• **Stored data**:
☆ ☆ ☆ ☆

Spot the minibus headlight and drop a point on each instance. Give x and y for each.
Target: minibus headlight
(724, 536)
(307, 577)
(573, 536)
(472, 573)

☆ ☆ ☆ ☆

• **To be done**: Rewrite the listing above, swapping "minibus" for "van" wherever it occurs and leaving everything else unchanged.

• **Solution to the problem**:
Spot the van headlight and drop a point on each instance. Give x and y for each.
Target: van headlight
(724, 536)
(307, 577)
(573, 536)
(472, 573)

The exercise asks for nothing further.